#### Task objective
Copy the records below word for word, each line unchanged.

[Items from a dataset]
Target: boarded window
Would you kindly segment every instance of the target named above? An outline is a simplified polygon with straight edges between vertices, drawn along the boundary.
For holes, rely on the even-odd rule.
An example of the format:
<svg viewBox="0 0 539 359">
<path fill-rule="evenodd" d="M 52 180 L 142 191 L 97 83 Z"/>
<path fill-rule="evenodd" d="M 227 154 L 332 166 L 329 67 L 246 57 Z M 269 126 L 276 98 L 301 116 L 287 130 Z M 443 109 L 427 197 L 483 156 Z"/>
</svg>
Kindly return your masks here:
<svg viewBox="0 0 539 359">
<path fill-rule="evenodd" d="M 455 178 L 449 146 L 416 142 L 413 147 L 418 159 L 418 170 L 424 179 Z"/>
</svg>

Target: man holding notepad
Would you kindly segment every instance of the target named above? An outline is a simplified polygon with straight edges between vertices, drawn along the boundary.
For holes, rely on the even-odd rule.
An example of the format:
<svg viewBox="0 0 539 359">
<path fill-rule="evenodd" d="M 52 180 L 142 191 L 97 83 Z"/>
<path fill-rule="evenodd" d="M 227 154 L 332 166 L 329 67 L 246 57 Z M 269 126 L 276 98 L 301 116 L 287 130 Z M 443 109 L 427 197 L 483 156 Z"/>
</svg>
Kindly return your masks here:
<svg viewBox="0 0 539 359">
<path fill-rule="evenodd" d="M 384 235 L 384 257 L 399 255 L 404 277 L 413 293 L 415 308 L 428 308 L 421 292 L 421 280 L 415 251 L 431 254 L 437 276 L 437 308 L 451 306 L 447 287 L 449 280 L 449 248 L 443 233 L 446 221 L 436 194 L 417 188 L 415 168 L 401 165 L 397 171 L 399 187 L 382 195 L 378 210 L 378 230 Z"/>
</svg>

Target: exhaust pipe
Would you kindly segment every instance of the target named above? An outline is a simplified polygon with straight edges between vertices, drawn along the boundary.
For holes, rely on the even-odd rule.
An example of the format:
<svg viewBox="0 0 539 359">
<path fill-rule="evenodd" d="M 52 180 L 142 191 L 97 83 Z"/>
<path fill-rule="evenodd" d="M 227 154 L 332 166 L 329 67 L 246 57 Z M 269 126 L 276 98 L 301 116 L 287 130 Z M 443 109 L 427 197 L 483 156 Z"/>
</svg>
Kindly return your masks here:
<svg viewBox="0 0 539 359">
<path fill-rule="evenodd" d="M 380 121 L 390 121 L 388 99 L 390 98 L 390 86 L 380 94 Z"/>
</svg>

#### Solved exercise
Target: boarded window
Would you kindly segment every instance of the target named above? An outline is a simplified polygon with straight edges between vertices, drawn along the boundary.
For holes, rely on the even-odd rule.
An example of the format:
<svg viewBox="0 0 539 359">
<path fill-rule="evenodd" d="M 52 180 L 142 191 L 97 83 Z"/>
<path fill-rule="evenodd" d="M 227 154 L 332 166 L 329 67 L 246 57 Z M 269 126 L 276 98 L 301 116 L 287 130 Z M 443 109 L 427 197 L 483 156 Z"/>
</svg>
Kindly return your masks here:
<svg viewBox="0 0 539 359">
<path fill-rule="evenodd" d="M 455 178 L 449 146 L 416 142 L 413 147 L 418 159 L 418 170 L 424 179 Z"/>
</svg>

Target: man holding notepad
Would you kindly segment every instance of the target named above? An outline is a simplified polygon with straight edges between vertices, drawn along the boundary.
For holes, rely on the even-odd rule.
An example of the format:
<svg viewBox="0 0 539 359">
<path fill-rule="evenodd" d="M 52 180 L 142 191 L 97 83 Z"/>
<path fill-rule="evenodd" d="M 227 154 L 332 166 L 329 67 L 246 57 Z M 269 126 L 276 98 L 301 116 L 287 130 Z M 443 109 L 427 197 L 483 156 Z"/>
</svg>
Kindly return your masks here:
<svg viewBox="0 0 539 359">
<path fill-rule="evenodd" d="M 384 235 L 384 257 L 399 255 L 404 277 L 413 293 L 415 308 L 428 308 L 421 292 L 421 280 L 415 251 L 431 254 L 437 276 L 437 308 L 451 306 L 447 287 L 449 280 L 449 248 L 443 233 L 446 221 L 436 194 L 417 188 L 415 168 L 401 165 L 397 171 L 399 187 L 382 195 L 378 210 L 378 230 Z"/>
</svg>

Target: exhaust pipe
Would you kindly segment every instance of the target named above? An outline is a simplified polygon with straight edges between vertices, drawn along the boundary.
For holes, rely on the even-odd rule.
An example of the format:
<svg viewBox="0 0 539 359">
<path fill-rule="evenodd" d="M 52 180 L 142 191 L 97 83 Z"/>
<path fill-rule="evenodd" d="M 227 154 L 332 166 L 329 67 L 246 57 Z M 269 126 L 276 98 L 301 116 L 287 130 Z M 443 109 L 427 197 L 483 156 Z"/>
</svg>
Kindly return your masks here:
<svg viewBox="0 0 539 359">
<path fill-rule="evenodd" d="M 380 121 L 390 121 L 388 99 L 390 98 L 390 86 L 380 94 Z"/>
</svg>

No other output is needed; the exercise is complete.